• _Work to be completed_
Beginning with the line where "Please point out the felt" appears, repeat every remaining line of the entries exactly, the last line included.
--- Source data Enclosed Below ---
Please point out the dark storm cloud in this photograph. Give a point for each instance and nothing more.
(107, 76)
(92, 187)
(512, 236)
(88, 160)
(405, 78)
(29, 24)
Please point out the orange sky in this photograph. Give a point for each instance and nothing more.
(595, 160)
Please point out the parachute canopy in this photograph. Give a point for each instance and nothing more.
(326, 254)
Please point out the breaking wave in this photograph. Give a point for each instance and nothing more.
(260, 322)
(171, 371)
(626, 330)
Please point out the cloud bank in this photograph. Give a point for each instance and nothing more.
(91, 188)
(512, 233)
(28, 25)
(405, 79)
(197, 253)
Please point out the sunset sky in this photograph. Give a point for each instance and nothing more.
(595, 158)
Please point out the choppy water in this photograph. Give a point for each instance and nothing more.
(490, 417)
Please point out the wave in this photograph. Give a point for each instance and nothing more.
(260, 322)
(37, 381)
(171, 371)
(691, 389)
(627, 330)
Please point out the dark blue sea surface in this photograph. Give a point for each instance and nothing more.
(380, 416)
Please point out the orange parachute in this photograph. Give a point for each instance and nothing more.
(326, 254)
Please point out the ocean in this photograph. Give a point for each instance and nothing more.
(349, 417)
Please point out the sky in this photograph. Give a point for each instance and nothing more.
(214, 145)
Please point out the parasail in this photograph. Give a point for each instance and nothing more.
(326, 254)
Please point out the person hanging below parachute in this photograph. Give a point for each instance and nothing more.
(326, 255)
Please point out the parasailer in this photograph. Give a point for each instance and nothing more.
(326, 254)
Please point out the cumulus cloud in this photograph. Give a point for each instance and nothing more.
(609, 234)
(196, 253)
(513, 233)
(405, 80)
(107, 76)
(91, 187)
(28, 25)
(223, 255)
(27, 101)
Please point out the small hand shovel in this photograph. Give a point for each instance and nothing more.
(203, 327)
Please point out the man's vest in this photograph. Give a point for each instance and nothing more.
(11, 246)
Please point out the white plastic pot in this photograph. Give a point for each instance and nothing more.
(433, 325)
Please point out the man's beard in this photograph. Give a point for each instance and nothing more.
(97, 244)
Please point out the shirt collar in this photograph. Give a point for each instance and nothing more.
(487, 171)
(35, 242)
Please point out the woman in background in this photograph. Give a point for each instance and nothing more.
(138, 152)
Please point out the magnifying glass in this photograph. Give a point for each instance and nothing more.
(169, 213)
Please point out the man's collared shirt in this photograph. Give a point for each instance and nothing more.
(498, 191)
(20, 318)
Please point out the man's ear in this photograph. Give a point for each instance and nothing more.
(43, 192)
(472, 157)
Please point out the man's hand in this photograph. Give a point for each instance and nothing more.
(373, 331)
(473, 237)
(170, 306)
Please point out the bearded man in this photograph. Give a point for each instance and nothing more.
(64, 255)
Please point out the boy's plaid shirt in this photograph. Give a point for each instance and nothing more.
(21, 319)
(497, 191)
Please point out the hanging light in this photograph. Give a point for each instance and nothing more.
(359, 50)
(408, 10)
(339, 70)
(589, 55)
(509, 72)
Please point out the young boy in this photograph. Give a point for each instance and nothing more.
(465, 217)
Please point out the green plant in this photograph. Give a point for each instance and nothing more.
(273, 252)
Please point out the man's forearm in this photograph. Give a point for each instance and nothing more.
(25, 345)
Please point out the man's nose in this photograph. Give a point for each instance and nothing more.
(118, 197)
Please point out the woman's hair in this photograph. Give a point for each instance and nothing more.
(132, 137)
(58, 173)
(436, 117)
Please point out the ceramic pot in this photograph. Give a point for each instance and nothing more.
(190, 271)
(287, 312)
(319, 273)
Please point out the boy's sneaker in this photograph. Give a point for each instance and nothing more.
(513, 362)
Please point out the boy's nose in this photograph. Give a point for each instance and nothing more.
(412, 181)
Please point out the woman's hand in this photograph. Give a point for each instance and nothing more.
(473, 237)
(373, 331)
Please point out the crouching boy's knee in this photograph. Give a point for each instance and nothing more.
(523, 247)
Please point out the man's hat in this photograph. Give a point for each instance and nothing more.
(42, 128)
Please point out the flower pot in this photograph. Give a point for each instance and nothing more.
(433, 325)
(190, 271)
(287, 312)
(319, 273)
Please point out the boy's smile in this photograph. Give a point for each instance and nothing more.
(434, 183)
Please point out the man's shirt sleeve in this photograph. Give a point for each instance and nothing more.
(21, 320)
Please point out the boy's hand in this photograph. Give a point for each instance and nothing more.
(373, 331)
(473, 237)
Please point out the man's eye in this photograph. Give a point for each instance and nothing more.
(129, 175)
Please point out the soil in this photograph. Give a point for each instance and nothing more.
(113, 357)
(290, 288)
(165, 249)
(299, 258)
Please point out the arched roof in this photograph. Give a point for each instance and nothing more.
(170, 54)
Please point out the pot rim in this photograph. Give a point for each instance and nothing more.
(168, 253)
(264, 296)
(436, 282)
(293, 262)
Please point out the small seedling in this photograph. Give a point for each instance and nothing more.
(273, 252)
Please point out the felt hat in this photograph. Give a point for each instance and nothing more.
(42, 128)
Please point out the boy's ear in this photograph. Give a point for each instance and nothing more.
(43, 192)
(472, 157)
--- End of Enclosed Source data ---
• _Worked solution_
Please point out the felt hat in this photograph. Give a point for each instance and nothing more.
(42, 128)
Please point out the boy's ear in this photograph. Give a point for each instance and nothing more.
(43, 192)
(472, 157)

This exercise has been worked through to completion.